Convert Cabal-based projects to Bazel automatically

28 July 2021 — by Facundo Domínguez, Andreas Herrmann

If you have a large Haskell code base, organized in multiple Cabal packages, with many system dependencies, and which takes very long to build, then this post is for you. We describe herein gazelle_cabal, a new tool that generates Haskell rules to build with the Bazel build tool. It saves the maintainer the trouble of writing these rules to begin with, and then keeping them synchronized with the Cabal files whenever they are modified.

Developer teams who want to make a gradual transition to Bazel can continue to specify builds via Cabal files while still using Bazel to build their artifacts.

Why Bazel?

Bazel is known to offer caching for builds of multi-language projects. Once the cache is hot, builds can avoid rebuilding many intermediate artifacts, shortening the overall build times. This reduces the time and the cost of running continuous integration systems and improves developer productivity by decreasing the time it takes to rebuild when switching branches of the project in a versioned control system.

Some support for incremental builds is implemented by most modern build tools, cabal-install and stack being no exception. However, the tools specialized for Haskell have poor support for working with dependencies written in other languages, and they readily discard old artifacts when rebuilding them, which entails subsequent rebuilds when reverting changes.

Moving to Bazel is often a major investment for an existing project, though. The recipes to build each artifact need to be rewritten, and the ways of the new build system need to be learned. The gazelle_cabal tool helps with some of that effort by extending the gazelle tool, which provides infrastructure to generate and update Bazel configuration files in general.

**STATED PROBLEM:**
Go on with the post about converting Cabal projects to Bazel, starting right after its last sentence. The listing has nothing to do with this.

**INFORMATION PROVIDED:**
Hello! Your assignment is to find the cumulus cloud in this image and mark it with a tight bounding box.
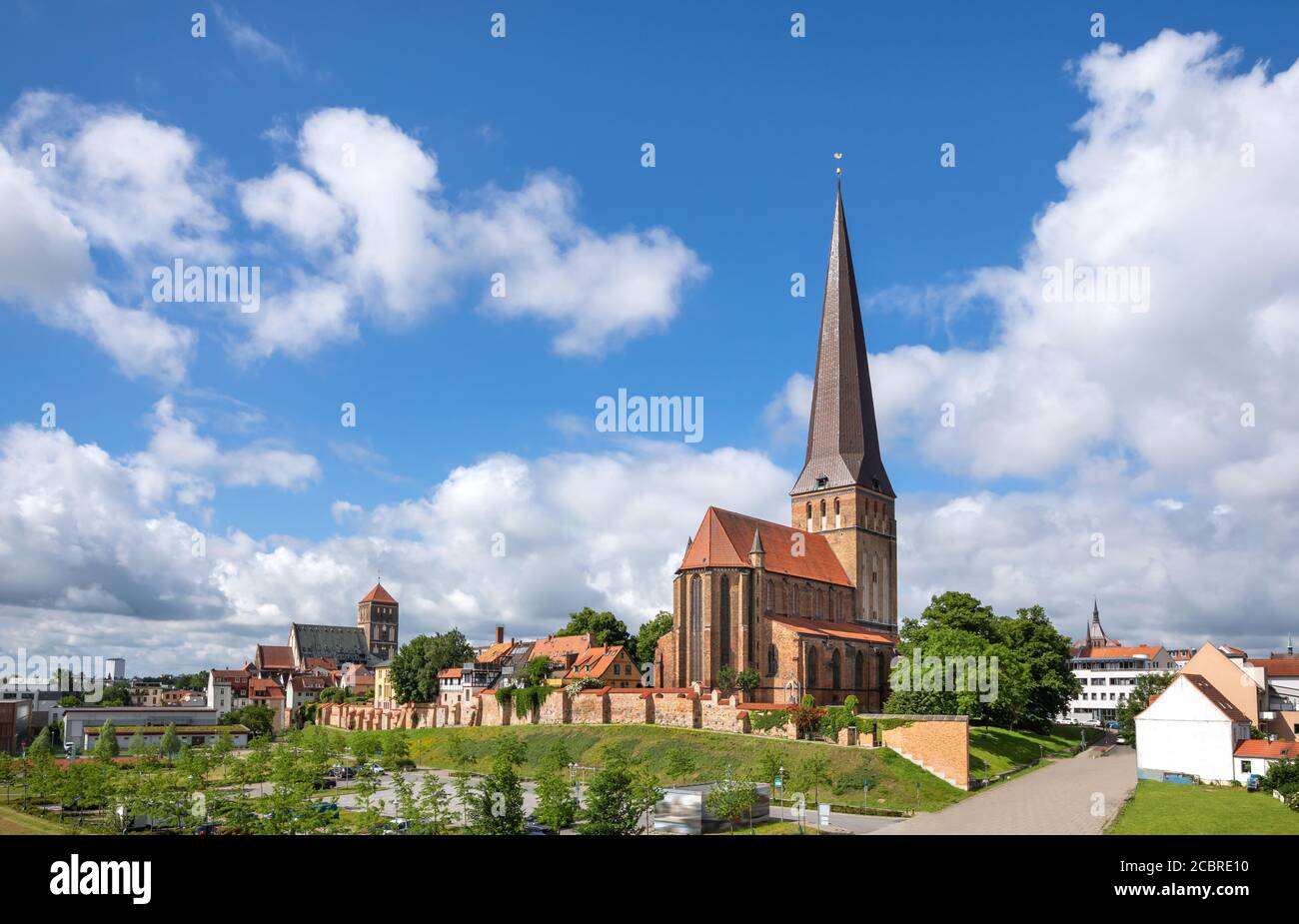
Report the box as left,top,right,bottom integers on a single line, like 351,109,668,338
871,32,1299,497
239,109,705,356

**FINAL RESULT:**
Generating rules

In the happy path, one configures gazelle_cabal in a given repo, and then invokes

$ bazel run //:gazelle

The above will generate BUILD.bazel files next to each Cabal file, containing the rules necessary to build the various components of the Cabal package.

If the Cabal file reads

cabal-version:      2.4
name:               package-a
version:            0.1.0.0
...


library
    ...
executable executable-a
    ...
test-suite test-a
    ...
benchmark bench-a
    ...

The BUILD.bazel file will look like

haskell_library(
    name = "package-a",
    ...
)
haskell_binary(
    name = "executable-a",
    ...
)
haskell_test(
    name = "test-a",
    ...
)
haskell_binary(
    name = "bench-a",
    ...
)

Additionally, one could invoke the following command to declare in the WORKSPACE file all of the Haskell dependencies that the Cabal packages need.

$ bazel run //:gazelle-update-repos

Which generates the following rule in the WORKSPACE file.

stack_snapshot(
    name = "stackage",
    components = {
        "tasty-discover": [ "lib", "exe:tasty-discover" ],
        ...
    },
    packages = [
        "base",
        "tasty",
        "tasty-discover",
        "tasty-hunit",
        "void",
        ...
    ],
)

In this case, the user is expected to add other necessary attributes. For instance, the stack_snapshot rule requires either a snapshot or a local_snapshot attribute.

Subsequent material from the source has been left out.